Top of TASK INPUTS
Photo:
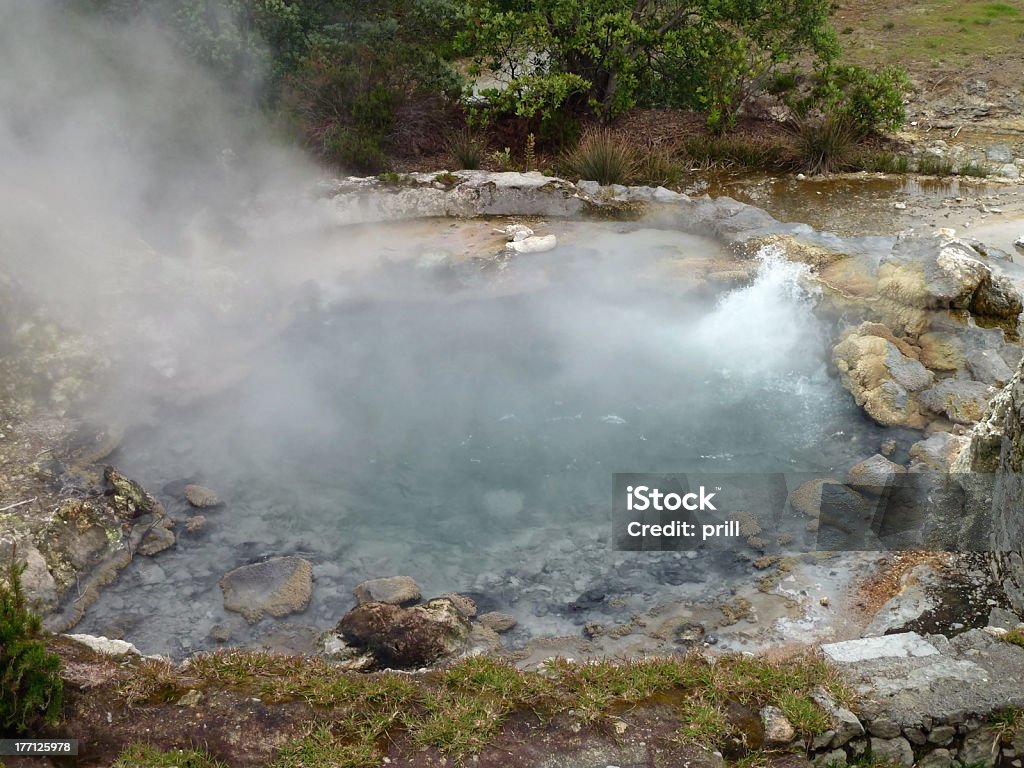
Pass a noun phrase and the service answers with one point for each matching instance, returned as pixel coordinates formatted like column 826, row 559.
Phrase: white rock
column 105, row 645
column 532, row 245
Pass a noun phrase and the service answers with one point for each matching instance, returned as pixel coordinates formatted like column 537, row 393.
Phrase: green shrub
column 31, row 688
column 601, row 157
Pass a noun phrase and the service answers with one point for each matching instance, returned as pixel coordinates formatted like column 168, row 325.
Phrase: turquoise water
column 450, row 424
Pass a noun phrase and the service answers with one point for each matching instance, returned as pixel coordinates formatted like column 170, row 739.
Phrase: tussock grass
column 603, row 157
column 459, row 710
column 467, row 148
column 825, row 143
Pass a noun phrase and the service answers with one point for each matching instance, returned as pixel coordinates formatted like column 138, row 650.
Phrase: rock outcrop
column 276, row 588
column 883, row 378
column 406, row 638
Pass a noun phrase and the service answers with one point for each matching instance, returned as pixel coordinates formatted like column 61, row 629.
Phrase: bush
column 31, row 688
column 870, row 101
column 601, row 157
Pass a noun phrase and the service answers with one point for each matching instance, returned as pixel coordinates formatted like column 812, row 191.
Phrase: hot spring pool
column 459, row 422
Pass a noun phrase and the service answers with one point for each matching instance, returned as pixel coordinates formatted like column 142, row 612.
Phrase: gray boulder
column 276, row 588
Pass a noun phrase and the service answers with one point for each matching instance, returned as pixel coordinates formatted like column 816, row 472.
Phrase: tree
column 693, row 53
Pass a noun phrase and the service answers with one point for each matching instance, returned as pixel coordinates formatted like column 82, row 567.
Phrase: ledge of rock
column 276, row 588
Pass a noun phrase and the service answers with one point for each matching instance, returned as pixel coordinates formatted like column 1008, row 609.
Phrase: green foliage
column 609, row 55
column 825, row 142
column 31, row 688
column 467, row 148
column 869, row 101
column 603, row 157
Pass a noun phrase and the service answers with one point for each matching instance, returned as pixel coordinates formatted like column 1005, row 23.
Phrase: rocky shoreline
column 931, row 344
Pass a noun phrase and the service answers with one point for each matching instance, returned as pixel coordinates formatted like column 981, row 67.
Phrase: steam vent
column 515, row 385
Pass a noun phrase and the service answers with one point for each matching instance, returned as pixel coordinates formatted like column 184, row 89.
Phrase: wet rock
column 201, row 497
column 465, row 604
column 778, row 729
column 834, row 759
column 936, row 759
column 37, row 581
column 978, row 749
column 942, row 734
column 276, row 587
column 407, row 637
column 941, row 351
column 392, row 590
column 105, row 646
column 962, row 400
column 196, row 523
column 157, row 539
column 498, row 622
column 882, row 379
column 998, row 154
column 939, row 451
column 845, row 725
column 192, row 698
column 873, row 475
column 996, row 297
column 989, row 368
column 127, row 497
column 892, row 751
column 688, row 634
column 532, row 245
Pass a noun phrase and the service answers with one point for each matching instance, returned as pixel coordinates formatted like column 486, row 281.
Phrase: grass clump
column 31, row 688
column 825, row 143
column 603, row 157
column 137, row 754
column 975, row 169
column 466, row 148
column 1016, row 637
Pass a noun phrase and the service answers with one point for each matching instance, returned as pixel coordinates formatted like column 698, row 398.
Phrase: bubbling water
column 467, row 436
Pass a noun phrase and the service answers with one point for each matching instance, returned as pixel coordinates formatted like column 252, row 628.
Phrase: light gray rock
column 980, row 749
column 276, row 587
column 498, row 622
column 903, row 645
column 1010, row 171
column 962, row 400
column 942, row 734
column 834, row 759
column 392, row 590
column 104, row 645
column 778, row 729
column 894, row 751
column 939, row 451
column 989, row 368
column 998, row 154
column 873, row 475
column 884, row 728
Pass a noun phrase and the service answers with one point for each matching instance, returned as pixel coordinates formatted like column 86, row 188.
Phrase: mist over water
column 357, row 396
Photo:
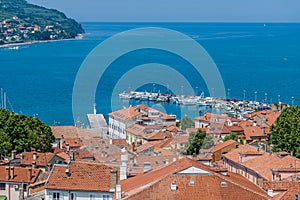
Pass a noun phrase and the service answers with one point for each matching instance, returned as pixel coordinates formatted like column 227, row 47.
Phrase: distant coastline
column 80, row 37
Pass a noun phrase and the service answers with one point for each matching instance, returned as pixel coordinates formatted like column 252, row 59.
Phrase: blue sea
column 38, row 78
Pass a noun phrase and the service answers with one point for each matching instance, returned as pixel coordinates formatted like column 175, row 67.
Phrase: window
column 55, row 195
column 2, row 186
column 92, row 197
column 106, row 197
column 73, row 196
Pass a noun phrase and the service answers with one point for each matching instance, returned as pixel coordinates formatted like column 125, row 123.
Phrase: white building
column 81, row 181
column 120, row 120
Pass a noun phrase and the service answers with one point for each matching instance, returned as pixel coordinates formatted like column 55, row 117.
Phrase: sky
column 177, row 10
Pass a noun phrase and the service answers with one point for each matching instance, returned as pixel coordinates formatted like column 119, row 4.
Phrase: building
column 263, row 168
column 223, row 148
column 188, row 179
column 120, row 120
column 38, row 160
column 81, row 181
column 15, row 180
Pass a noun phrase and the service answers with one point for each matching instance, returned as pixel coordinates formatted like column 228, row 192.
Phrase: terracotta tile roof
column 137, row 130
column 83, row 177
column 161, row 135
column 223, row 145
column 73, row 142
column 121, row 143
column 180, row 139
column 156, row 184
column 144, row 147
column 139, row 110
column 42, row 159
column 253, row 131
column 155, row 161
column 290, row 194
column 173, row 129
column 66, row 131
column 127, row 113
column 20, row 174
column 271, row 115
column 263, row 162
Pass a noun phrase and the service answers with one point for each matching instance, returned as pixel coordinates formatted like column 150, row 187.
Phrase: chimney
column 34, row 155
column 33, row 164
column 12, row 172
column 263, row 131
column 49, row 167
column 118, row 192
column 113, row 179
column 166, row 161
column 7, row 173
column 147, row 166
column 68, row 173
column 123, row 167
column 13, row 154
column 29, row 174
column 67, row 147
column 72, row 156
column 62, row 141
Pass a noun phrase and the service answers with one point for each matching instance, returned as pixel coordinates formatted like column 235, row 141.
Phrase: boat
column 189, row 101
column 152, row 97
column 144, row 97
column 201, row 102
column 125, row 96
column 13, row 48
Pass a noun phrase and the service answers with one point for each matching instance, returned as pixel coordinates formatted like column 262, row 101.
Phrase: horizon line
column 228, row 22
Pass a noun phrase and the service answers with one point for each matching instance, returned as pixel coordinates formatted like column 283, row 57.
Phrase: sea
column 38, row 79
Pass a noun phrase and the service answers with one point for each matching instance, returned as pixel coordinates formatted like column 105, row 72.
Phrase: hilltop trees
column 286, row 131
column 20, row 132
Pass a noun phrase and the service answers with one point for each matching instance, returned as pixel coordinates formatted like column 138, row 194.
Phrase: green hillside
column 21, row 21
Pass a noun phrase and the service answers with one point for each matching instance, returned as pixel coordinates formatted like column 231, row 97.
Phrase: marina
column 231, row 106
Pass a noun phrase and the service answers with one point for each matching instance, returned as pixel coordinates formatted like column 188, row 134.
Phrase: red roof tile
column 83, row 177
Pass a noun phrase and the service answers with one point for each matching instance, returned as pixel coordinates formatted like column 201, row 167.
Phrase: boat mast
column 1, row 97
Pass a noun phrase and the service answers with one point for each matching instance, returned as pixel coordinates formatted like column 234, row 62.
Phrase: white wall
column 80, row 195
column 11, row 191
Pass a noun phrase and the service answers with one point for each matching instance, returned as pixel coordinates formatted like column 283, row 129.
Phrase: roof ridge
column 244, row 187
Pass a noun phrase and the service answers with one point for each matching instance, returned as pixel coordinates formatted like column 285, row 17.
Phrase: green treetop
column 286, row 131
column 19, row 132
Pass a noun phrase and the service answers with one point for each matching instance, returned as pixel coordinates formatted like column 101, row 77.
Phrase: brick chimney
column 113, row 179
column 33, row 164
column 29, row 174
column 67, row 147
column 12, row 172
column 62, row 141
column 7, row 173
column 13, row 154
column 34, row 155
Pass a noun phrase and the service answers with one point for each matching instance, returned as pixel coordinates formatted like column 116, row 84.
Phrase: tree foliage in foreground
column 286, row 131
column 19, row 132
column 197, row 141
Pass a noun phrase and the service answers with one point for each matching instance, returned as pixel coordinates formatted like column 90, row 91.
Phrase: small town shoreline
column 38, row 41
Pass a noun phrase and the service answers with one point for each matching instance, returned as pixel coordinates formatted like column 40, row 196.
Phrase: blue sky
column 178, row 10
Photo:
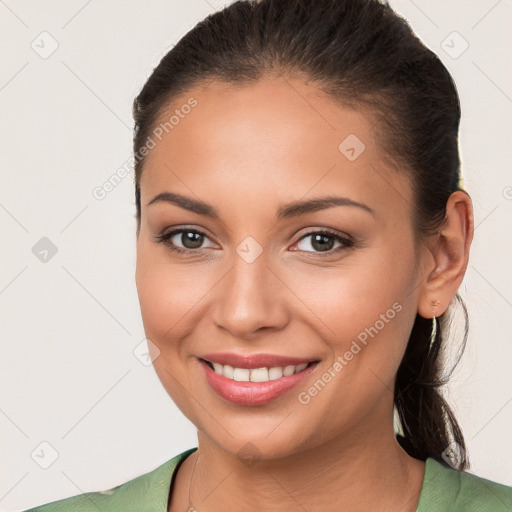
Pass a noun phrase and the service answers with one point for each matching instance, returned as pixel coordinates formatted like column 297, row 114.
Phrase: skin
column 247, row 150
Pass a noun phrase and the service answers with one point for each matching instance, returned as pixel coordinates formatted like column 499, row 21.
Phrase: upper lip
column 254, row 360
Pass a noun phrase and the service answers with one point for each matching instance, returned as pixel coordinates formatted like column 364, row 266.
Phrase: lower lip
column 254, row 393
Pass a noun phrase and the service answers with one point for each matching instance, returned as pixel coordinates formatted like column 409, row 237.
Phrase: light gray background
column 69, row 326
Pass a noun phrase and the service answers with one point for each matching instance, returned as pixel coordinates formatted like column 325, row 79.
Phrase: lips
column 251, row 393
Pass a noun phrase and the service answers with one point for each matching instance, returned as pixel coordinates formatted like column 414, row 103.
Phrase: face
Bottom of TASK INPUTS
TASK STATEMENT
Repeat word for word the lines above that run from the line containing "297, row 114." through the line containing "499, row 21.", both ends included, and nothing else.

TASK ANSWER
Pass a noun phrase and the service answers with one point for each matching instance, returned as pixel coordinates formatted like column 297, row 114.
Phrase: skin
column 247, row 150
Pass a noun phrase and the service answers with one point for each matching instance, returned as pixel coordinates formatted like column 499, row 21.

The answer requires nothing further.